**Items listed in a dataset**
******

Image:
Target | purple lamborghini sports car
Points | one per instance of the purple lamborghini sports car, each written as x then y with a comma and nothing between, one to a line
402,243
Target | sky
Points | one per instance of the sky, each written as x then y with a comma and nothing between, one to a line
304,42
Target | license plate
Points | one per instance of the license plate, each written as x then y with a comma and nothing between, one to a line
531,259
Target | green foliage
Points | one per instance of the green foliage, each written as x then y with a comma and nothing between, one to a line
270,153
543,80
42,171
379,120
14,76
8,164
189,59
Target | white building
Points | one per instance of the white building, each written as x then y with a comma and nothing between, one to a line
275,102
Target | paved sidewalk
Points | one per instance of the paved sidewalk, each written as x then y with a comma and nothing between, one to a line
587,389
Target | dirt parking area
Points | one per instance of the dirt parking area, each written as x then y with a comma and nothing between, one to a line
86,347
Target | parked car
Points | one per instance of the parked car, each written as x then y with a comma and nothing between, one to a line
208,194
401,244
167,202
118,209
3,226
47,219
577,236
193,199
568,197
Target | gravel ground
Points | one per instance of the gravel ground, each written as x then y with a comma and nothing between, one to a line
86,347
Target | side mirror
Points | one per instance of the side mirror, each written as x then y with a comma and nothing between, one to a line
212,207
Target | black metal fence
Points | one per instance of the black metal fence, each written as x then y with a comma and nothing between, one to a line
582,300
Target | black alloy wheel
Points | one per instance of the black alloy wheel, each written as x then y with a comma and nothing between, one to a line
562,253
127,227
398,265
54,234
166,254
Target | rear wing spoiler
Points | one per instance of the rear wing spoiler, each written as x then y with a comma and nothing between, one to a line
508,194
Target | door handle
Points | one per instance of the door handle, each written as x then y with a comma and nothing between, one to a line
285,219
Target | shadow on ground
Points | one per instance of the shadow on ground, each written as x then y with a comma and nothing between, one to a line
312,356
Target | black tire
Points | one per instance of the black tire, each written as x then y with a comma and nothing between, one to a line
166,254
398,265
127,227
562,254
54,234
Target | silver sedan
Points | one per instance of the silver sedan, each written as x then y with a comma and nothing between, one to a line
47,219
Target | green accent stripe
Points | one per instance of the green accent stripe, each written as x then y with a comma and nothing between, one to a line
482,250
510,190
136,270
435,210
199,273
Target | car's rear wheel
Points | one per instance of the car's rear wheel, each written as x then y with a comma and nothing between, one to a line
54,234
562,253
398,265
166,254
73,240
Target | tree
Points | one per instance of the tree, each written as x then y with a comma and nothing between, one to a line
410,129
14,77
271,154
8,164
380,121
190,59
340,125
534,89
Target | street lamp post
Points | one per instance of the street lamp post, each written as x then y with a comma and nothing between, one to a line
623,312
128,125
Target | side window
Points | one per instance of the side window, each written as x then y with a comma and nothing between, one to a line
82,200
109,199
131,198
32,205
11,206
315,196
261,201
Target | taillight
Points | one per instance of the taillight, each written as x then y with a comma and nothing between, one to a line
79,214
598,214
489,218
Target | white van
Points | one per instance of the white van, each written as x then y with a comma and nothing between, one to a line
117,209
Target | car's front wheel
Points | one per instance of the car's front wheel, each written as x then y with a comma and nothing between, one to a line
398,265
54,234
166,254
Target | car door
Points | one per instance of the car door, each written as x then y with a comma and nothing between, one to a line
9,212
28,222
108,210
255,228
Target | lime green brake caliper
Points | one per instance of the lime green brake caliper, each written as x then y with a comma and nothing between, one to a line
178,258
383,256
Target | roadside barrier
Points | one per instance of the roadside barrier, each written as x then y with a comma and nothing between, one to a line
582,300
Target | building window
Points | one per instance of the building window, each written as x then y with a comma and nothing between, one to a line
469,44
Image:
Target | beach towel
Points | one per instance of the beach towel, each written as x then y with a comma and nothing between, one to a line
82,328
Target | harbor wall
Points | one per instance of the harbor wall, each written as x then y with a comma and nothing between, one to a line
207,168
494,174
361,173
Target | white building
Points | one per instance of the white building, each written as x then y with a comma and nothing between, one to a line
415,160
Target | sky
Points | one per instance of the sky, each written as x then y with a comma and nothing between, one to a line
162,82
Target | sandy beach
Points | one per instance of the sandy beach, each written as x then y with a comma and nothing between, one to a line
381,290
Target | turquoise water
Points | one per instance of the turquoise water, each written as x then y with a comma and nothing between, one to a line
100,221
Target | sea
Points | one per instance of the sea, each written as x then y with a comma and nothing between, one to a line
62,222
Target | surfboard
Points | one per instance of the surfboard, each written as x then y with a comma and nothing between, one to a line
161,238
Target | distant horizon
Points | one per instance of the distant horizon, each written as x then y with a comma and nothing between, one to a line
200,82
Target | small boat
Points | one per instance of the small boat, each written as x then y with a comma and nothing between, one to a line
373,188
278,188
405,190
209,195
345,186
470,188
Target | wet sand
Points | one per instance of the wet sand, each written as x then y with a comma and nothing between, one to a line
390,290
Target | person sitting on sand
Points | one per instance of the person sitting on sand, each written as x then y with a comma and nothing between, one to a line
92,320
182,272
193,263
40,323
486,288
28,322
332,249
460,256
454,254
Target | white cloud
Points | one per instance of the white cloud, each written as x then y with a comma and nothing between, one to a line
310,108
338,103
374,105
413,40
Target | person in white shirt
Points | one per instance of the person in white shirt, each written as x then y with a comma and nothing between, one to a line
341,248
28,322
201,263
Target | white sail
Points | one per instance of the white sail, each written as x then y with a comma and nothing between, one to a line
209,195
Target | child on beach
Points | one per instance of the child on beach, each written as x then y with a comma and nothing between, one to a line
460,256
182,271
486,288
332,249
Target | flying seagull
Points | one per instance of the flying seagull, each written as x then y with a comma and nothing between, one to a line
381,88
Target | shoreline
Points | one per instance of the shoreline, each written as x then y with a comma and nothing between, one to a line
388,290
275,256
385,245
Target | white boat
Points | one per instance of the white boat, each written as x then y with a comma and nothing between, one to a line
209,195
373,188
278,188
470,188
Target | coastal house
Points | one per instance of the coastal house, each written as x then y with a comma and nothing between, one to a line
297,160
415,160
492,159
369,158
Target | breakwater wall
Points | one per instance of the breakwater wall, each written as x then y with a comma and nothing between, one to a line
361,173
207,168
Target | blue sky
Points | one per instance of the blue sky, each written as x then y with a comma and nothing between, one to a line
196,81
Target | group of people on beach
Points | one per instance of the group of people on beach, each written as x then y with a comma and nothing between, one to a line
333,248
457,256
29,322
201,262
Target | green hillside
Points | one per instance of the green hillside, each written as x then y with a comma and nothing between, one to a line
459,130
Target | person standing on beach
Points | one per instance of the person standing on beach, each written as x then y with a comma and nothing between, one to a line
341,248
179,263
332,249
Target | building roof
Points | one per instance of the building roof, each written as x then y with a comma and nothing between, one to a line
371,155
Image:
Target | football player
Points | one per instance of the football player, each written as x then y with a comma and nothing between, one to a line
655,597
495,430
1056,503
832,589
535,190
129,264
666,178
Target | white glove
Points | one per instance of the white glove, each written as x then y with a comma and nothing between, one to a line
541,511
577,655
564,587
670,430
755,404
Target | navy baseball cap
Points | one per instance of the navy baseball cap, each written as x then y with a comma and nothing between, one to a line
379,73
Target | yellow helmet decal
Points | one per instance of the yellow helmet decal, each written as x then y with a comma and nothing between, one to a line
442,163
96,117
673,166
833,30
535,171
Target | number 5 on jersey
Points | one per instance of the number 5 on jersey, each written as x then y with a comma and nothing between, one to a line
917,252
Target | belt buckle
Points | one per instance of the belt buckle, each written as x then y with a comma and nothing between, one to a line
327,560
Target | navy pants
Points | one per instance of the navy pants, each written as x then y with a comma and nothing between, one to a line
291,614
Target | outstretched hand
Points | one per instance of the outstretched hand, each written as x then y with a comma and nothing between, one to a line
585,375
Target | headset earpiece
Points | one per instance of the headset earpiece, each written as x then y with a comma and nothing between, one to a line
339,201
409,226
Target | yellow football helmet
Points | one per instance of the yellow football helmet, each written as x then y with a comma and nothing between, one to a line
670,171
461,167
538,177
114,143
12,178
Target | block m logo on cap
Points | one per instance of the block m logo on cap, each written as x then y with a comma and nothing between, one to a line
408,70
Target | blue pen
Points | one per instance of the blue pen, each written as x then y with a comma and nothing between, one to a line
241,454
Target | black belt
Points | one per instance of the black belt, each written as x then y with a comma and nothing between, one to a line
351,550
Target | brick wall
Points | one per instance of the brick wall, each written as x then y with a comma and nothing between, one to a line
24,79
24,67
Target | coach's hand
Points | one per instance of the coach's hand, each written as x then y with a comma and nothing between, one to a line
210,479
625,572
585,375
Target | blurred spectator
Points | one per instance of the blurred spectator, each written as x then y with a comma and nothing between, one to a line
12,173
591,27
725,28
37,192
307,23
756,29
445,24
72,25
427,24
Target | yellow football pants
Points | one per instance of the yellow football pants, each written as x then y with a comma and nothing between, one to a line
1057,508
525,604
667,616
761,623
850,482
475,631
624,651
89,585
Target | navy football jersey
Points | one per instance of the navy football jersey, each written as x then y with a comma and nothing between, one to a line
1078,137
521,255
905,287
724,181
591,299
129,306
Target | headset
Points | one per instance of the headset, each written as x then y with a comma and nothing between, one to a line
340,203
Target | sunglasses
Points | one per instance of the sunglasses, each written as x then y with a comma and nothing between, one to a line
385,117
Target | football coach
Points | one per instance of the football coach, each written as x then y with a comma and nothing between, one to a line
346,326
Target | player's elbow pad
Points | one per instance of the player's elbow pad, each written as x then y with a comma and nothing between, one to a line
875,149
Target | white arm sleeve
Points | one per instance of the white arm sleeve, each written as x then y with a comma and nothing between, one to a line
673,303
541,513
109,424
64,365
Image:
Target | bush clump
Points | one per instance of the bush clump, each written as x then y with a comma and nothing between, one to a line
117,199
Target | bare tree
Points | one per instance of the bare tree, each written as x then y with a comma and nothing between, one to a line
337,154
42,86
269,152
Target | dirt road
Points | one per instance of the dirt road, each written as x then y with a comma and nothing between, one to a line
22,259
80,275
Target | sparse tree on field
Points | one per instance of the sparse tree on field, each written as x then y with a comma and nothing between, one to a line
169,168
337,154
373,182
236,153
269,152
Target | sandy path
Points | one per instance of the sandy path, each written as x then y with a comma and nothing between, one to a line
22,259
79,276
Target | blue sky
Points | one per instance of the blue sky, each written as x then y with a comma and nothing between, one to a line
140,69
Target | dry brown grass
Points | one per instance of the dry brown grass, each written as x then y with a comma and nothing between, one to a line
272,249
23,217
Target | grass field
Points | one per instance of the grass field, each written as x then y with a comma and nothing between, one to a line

******

**Task statement**
Would you retype exactly the lines above, from the line with "Points | one per instance of the person sitting" to the line with "Target | white sail", with both end lines kept and nothing more?

**Answer to the problem**
Points | one per instance of the person sitting on sand, each written as x then y with a comma and nothing between, one to a line
92,320
182,272
193,263
40,323
486,288
28,322
332,249
460,256
454,254
Target | white cloud
Points | one per instance of the white cloud, each written as x then y with a comma and nothing between, one to a line
310,108
338,103
374,105
413,40
Target | person in white shirt
Points | one per instance of the person in white shirt, each written as x then y with a comma and nothing between, one to a line
341,248
28,322
201,263
Target | white sail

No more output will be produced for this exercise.